DATA RECORDS Start Marker

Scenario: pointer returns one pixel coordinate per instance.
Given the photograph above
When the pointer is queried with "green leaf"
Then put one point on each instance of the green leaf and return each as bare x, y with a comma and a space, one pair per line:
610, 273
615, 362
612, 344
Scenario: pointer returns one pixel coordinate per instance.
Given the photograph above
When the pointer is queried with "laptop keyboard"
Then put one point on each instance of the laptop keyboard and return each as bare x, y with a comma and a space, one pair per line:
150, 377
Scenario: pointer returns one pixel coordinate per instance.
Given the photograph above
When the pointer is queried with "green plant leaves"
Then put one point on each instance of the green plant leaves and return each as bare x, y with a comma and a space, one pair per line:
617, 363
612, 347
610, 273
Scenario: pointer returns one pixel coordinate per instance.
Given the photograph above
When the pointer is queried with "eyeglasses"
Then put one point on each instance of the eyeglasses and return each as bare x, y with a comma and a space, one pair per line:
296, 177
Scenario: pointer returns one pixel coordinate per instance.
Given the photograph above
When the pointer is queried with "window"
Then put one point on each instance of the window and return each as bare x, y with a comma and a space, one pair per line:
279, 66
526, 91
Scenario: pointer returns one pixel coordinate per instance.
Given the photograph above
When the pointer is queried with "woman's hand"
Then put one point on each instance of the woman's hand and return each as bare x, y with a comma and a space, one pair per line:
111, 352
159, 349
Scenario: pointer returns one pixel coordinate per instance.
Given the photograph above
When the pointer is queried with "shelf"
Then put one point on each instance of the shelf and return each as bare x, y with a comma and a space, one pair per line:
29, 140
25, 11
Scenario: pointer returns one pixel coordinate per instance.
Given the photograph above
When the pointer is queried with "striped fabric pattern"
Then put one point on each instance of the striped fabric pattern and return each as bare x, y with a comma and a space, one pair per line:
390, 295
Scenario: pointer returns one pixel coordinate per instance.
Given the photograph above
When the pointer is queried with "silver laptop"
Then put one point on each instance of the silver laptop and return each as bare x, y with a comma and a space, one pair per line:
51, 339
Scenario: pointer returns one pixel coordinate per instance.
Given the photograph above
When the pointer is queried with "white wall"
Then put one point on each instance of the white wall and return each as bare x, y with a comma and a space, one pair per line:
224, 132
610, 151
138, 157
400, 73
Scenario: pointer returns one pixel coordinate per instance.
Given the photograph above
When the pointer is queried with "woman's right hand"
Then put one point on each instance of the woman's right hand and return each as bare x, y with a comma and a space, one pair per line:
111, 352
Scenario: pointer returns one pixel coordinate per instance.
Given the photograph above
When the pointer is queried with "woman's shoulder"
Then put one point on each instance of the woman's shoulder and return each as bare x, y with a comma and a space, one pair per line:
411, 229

DATA RECORDS End Marker

§ HOW TO COMPLETE THIS TASK
Search term "When": return each line of the data that contains it.

§ WRITTEN RESPONSE
When the pointer is queried with "green leaf"
When the pointer is queried with "laptop keyboard"
When the pointer is queried with "green plant leaves"
When the pointer is queried with "eyeglasses"
When the pointer is queried with "window"
When the pointer is queried with "woman's hand"
When the pointer is queried with "shelf"
When the pointer is queried with "striped fabric pattern"
When the pointer is queried with "silver laptop"
When the pointer is queried with "white wall"
When the pointer is queried with "woman's right hand"
When the pointer is queried with "woman's shoulder"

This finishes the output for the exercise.